▶ _EXERCISES_:
1: From the Howard County farming article, reproduce the passage from "Howard farms still" to "County Farm Bureau." word for word.
2: According to the Howard County farming article, how much of the county's land do farms, stables and nurseries now account for?

▶ _DOCUMENT EXCERPT_:
◇ ◇ ◇
Howard farms still a growth industry

Agriculture: Farmers cater to specialized tastes, `pick-your-own' customers and `agri-tourism' to profit from the influx of new homes.

March 21, 2004|By Dana Klosner-Wehner | Dana Klosner-Wehner,SPECIAL TO THE SUN

With more than $200 million in sales a year, agriculture still rates among the top five industries in Howard County. But in a place that once was almost all farmland, the picture of farming continues to change drastically.

Homes have cropped up at a rate of 200 a year in the past five years alone. Farms, stables and nurseries now account for only about a quarter of the land, according to Charles Feaga, vice president of the Howard County Farm Bureau.

Howard County farmers have learned to change with the times. These days, sprawling tracts are giving way to smaller "boutique" farms, aimed at serving specialized - and profitable - tastes.
◇ ◇ ◇
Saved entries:
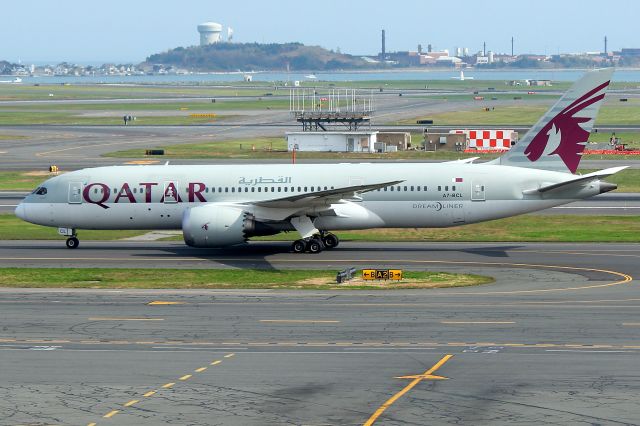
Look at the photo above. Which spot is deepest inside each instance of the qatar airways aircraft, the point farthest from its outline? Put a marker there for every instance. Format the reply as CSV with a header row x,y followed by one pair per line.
x,y
225,205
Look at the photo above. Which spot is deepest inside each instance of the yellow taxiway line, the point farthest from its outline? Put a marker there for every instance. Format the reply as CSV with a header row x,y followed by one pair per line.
x,y
427,375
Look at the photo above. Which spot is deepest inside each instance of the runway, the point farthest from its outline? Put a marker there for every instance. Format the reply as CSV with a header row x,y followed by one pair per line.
x,y
553,340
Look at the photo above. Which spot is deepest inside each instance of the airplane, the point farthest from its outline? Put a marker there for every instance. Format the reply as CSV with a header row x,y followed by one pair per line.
x,y
462,77
219,206
15,80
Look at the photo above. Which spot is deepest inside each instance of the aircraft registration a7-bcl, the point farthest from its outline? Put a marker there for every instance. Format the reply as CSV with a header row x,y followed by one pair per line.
x,y
225,205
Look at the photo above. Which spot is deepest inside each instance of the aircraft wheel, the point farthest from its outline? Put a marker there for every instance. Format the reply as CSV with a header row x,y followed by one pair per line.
x,y
330,241
72,242
299,246
315,245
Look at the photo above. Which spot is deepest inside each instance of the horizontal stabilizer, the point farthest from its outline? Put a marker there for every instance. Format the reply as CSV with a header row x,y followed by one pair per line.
x,y
463,161
581,178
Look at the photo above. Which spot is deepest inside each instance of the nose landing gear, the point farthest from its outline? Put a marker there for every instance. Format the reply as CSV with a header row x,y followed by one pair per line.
x,y
72,241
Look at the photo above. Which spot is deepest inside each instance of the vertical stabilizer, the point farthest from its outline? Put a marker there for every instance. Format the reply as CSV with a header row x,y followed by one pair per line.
x,y
557,140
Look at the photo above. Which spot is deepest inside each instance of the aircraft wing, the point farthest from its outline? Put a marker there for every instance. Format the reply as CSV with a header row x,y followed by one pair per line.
x,y
322,198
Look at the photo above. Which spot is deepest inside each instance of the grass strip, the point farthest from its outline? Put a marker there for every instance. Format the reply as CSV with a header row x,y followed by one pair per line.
x,y
220,278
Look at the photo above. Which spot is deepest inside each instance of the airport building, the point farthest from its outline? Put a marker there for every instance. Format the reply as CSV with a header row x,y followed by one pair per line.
x,y
354,141
209,33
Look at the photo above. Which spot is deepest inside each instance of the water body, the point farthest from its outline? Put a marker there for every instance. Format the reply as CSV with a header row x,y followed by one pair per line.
x,y
280,77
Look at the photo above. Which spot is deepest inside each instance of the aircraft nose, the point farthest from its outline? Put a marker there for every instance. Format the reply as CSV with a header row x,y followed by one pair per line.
x,y
21,211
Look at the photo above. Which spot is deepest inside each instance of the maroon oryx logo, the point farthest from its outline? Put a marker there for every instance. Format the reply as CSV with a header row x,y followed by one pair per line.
x,y
566,130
◇ ◇ ◇
▶ _ANSWERS PROVIDED_:
1:
Howard farms still a growth industry

Agriculture: Farmers cater to specialized tastes, `pick-your-own' customers and `agri-tourism' to profit from the influx of new homes.

March 21, 2004|By Dana Klosner-Wehner | Dana Klosner-Wehner,SPECIAL TO THE SUN

With more than $200 million in sales a year, agriculture still rates among the top five industries in Howard County. But in a place that once was almost all farmland, the picture of farming continues to change drastically.

Homes have cropped up at a rate of 200 a year in the past five years alone. Farms, stables and nurseries now account for only about a quarter of the land, according to Charles Feaga, vice president of the Howard County Farm Bureau.

2: About a quarter of the land.